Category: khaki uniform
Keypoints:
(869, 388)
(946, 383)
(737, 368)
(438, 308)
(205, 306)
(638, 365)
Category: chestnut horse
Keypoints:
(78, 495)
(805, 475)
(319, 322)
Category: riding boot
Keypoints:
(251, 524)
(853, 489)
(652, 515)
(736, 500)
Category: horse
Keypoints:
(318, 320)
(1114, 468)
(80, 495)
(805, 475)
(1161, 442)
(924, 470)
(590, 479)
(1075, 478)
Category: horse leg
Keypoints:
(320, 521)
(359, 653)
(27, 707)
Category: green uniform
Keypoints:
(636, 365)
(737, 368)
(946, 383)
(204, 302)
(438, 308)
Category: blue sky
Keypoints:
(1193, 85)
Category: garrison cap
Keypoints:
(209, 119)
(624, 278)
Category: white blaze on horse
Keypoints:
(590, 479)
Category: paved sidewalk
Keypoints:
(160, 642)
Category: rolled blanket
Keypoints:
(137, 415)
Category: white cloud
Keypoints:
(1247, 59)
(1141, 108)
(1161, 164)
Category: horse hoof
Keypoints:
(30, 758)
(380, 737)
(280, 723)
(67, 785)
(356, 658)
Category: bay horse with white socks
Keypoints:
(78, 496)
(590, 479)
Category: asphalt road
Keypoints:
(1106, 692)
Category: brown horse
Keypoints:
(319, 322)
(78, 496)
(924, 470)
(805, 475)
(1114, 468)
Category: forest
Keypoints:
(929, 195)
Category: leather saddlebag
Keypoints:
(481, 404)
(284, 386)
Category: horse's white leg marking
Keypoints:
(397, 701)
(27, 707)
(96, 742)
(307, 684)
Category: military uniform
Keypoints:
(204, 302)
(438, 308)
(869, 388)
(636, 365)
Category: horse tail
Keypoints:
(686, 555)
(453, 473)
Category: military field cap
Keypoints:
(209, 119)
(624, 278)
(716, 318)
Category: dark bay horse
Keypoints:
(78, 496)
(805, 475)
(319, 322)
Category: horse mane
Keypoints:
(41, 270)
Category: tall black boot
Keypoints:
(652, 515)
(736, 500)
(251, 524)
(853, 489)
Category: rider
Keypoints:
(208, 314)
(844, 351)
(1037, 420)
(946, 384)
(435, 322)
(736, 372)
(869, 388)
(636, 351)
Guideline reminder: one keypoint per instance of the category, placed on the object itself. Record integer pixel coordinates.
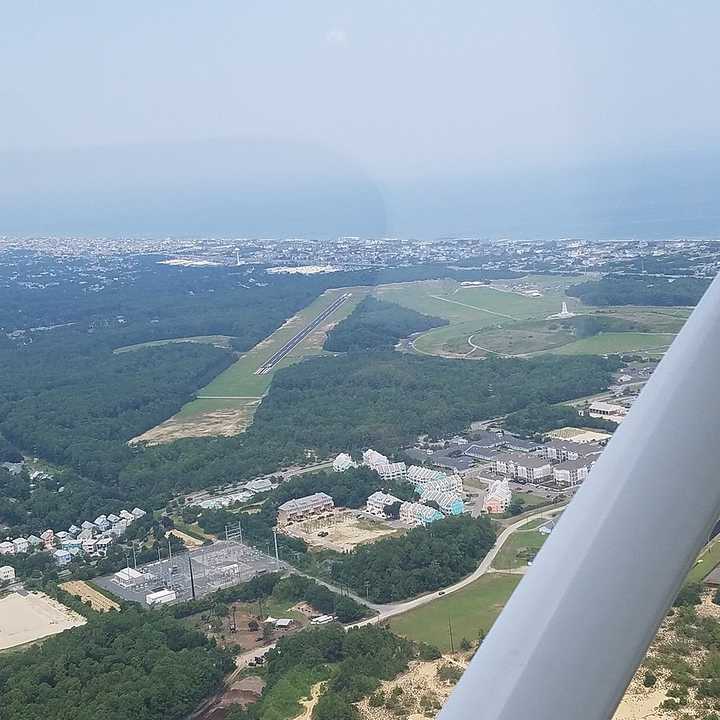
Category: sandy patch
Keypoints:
(341, 531)
(98, 601)
(225, 422)
(25, 618)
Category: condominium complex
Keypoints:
(300, 508)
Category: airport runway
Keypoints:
(276, 357)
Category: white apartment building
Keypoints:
(7, 573)
(415, 514)
(572, 472)
(297, 509)
(343, 462)
(379, 501)
(391, 471)
(372, 458)
(524, 467)
(498, 497)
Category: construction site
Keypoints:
(189, 575)
(340, 530)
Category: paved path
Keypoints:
(388, 610)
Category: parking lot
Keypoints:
(215, 566)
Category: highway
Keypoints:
(277, 356)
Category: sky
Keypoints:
(409, 117)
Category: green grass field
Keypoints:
(238, 384)
(473, 608)
(218, 340)
(617, 342)
(511, 553)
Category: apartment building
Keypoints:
(523, 467)
(301, 508)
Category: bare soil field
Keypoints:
(343, 531)
(223, 422)
(417, 694)
(98, 601)
(25, 618)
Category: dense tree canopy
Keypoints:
(378, 325)
(120, 666)
(540, 418)
(640, 290)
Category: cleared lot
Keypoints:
(26, 617)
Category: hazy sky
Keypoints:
(406, 116)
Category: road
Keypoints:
(277, 356)
(388, 610)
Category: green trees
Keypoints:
(378, 325)
(132, 664)
(423, 559)
(540, 418)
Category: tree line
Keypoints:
(640, 290)
(378, 325)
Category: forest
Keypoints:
(353, 663)
(540, 418)
(378, 325)
(132, 664)
(640, 290)
(421, 560)
(326, 405)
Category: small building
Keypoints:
(128, 577)
(303, 507)
(161, 597)
(498, 497)
(48, 538)
(378, 502)
(450, 503)
(102, 546)
(21, 545)
(416, 514)
(259, 485)
(7, 573)
(62, 557)
(392, 472)
(343, 462)
(572, 472)
(372, 458)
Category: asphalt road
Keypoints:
(388, 610)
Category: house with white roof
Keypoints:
(378, 502)
(498, 497)
(343, 462)
(21, 545)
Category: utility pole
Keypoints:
(277, 555)
(192, 579)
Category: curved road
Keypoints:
(388, 610)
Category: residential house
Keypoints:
(378, 503)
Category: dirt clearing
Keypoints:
(98, 601)
(28, 617)
(213, 423)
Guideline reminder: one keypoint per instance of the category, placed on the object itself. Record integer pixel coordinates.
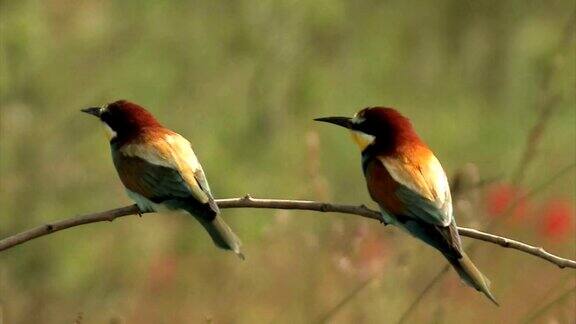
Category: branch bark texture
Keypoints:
(249, 202)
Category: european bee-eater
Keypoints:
(409, 185)
(159, 169)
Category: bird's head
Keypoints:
(123, 118)
(385, 127)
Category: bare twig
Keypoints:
(249, 202)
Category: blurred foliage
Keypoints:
(243, 81)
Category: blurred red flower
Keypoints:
(501, 196)
(557, 219)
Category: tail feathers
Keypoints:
(472, 276)
(222, 234)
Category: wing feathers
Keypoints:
(163, 166)
(421, 188)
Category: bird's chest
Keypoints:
(382, 187)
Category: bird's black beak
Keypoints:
(345, 122)
(96, 111)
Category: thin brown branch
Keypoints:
(249, 202)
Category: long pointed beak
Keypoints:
(96, 111)
(345, 122)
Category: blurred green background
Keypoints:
(243, 81)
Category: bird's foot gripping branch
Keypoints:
(249, 202)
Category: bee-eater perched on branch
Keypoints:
(410, 186)
(159, 169)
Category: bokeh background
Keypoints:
(490, 85)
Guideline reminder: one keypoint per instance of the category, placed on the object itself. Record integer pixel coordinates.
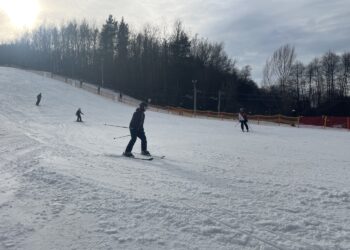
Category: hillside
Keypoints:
(64, 185)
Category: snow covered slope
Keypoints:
(63, 184)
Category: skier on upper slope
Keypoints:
(78, 114)
(38, 99)
(136, 130)
(243, 119)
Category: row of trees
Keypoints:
(172, 69)
(321, 86)
(144, 64)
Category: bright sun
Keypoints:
(23, 13)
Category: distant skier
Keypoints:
(243, 119)
(38, 99)
(136, 130)
(78, 114)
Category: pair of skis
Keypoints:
(145, 158)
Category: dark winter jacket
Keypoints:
(137, 120)
(78, 113)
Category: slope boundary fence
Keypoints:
(321, 121)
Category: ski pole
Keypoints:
(112, 125)
(120, 137)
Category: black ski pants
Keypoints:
(134, 134)
(244, 124)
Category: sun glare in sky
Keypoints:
(22, 13)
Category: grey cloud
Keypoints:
(251, 30)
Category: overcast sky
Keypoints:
(250, 29)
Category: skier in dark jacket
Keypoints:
(136, 130)
(78, 114)
(38, 99)
(243, 119)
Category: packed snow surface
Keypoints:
(65, 185)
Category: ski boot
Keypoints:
(128, 154)
(145, 152)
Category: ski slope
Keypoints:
(63, 184)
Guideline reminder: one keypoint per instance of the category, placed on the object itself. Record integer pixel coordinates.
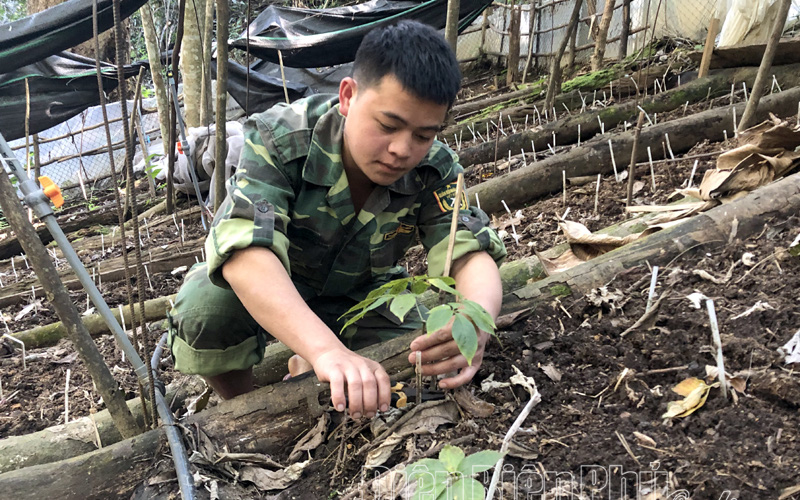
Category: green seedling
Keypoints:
(450, 476)
(401, 296)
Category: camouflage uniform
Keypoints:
(291, 195)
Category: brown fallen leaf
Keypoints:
(509, 319)
(695, 393)
(472, 404)
(644, 439)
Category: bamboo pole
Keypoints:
(602, 36)
(748, 118)
(223, 17)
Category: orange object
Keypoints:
(51, 190)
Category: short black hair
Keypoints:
(416, 54)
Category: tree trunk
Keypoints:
(602, 36)
(191, 63)
(156, 68)
(522, 186)
(205, 93)
(626, 28)
(566, 127)
(554, 82)
(269, 420)
(223, 14)
(748, 118)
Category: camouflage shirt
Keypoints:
(290, 194)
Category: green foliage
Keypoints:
(450, 477)
(401, 296)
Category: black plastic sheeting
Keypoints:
(58, 28)
(61, 86)
(266, 86)
(313, 38)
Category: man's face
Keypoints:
(388, 130)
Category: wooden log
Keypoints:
(566, 128)
(111, 270)
(47, 335)
(79, 436)
(268, 420)
(536, 180)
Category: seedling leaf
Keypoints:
(478, 462)
(464, 489)
(451, 457)
(402, 304)
(465, 336)
(438, 317)
(479, 316)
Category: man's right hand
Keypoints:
(367, 383)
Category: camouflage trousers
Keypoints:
(210, 331)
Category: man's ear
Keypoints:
(347, 92)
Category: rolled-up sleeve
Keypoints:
(255, 210)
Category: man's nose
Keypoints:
(401, 146)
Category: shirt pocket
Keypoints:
(394, 241)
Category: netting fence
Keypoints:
(543, 25)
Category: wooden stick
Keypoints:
(66, 397)
(613, 161)
(597, 193)
(632, 166)
(454, 224)
(705, 63)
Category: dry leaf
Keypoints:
(791, 350)
(312, 439)
(509, 319)
(566, 260)
(472, 404)
(552, 372)
(644, 439)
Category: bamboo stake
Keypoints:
(766, 64)
(712, 317)
(632, 166)
(454, 224)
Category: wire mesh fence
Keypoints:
(74, 153)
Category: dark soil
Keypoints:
(598, 388)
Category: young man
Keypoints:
(329, 194)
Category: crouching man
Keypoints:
(329, 194)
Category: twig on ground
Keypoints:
(712, 316)
(536, 398)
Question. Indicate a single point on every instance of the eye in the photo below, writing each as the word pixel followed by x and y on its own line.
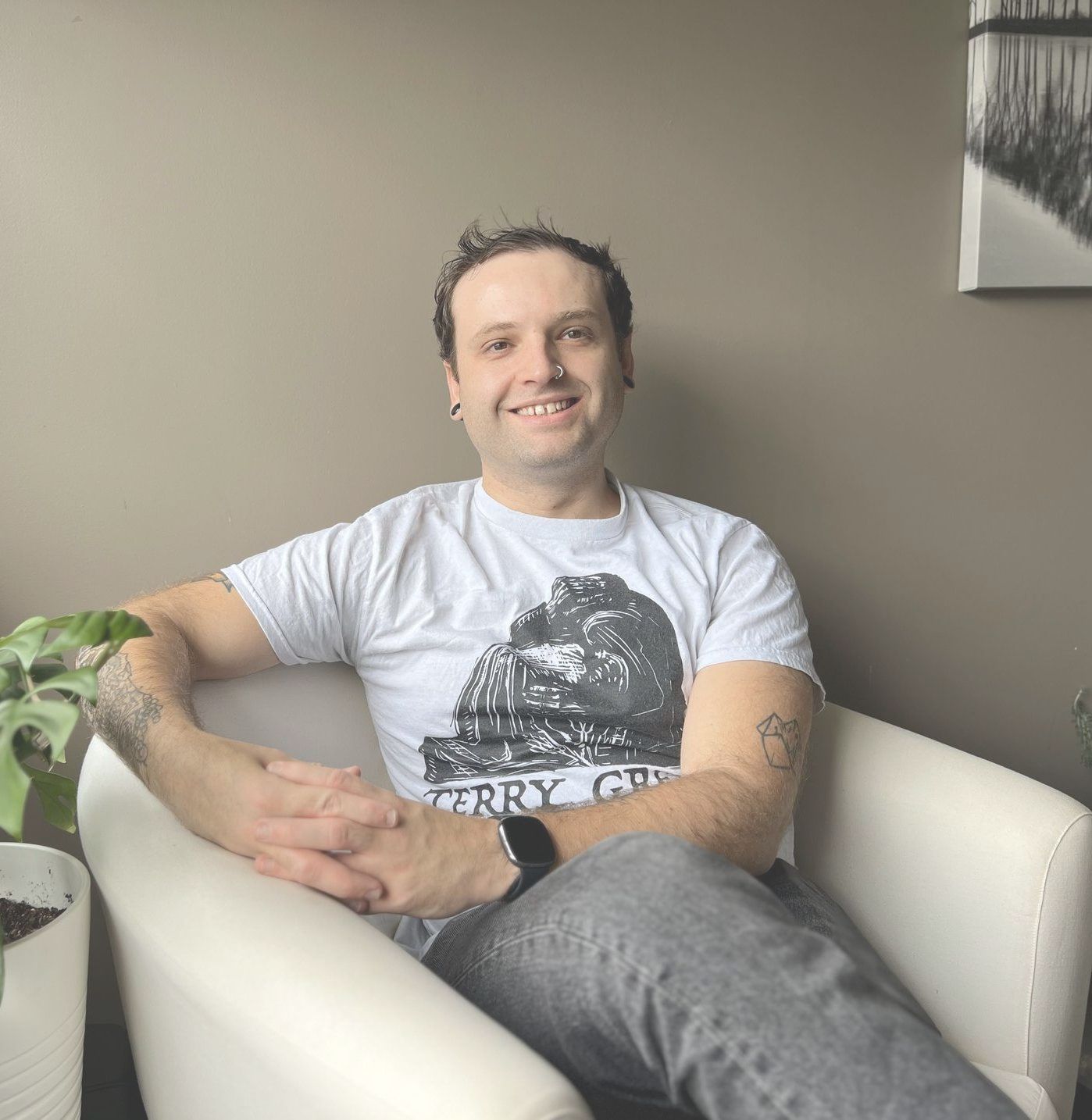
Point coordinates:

▸ About this task
To complete this exercise, transcribe exactly the lines above from the one that holds "Category: skier on upper slope" through the one that holds "Category: orange object". Pictures stay out.

▸ Task answer
Category: skier on upper slope
Keypoints:
(78, 114)
(38, 99)
(136, 130)
(243, 119)
Category: row of trees
Keypoints:
(172, 69)
(321, 86)
(144, 64)
Category: bright sun
Keypoints:
(23, 13)
Category: distant skier
Keypoints:
(243, 119)
(38, 99)
(136, 130)
(78, 114)
Category: pair of skis
Keypoints:
(145, 158)
Category: dark winter jacket
Keypoints:
(137, 120)
(78, 113)
Category: slope boundary fence
Keypoints:
(321, 121)
Category: ski pole
Keypoints:
(112, 125)
(120, 137)
Category: black ski pants
Keypoints:
(134, 134)
(244, 124)
Category: sun glare in sky
Keypoints:
(22, 13)
Category: grey cloud
Keypoints:
(251, 30)
Category: overcast sky
Keypoints:
(250, 29)
Category: skier in dark jacket
Keypoints:
(136, 130)
(78, 114)
(38, 99)
(243, 119)
Category: packed snow surface
Keypoints:
(65, 185)
Category: ski boot
Keypoints:
(128, 154)
(145, 152)
Category: ski slope
Keypoints:
(63, 184)
Guideline reminder: one keypoint per instance of the category, placed on the object itself. Record integer pixel coordinates.
Category: green seedling
Keypoints:
(450, 476)
(401, 296)
Category: camouflage uniform
Keypoints:
(291, 195)
Category: brown fallen leaf
Keypoints:
(509, 319)
(695, 393)
(472, 404)
(644, 439)
Category: bamboo pole
Keypoints:
(602, 36)
(748, 118)
(223, 17)
Category: orange object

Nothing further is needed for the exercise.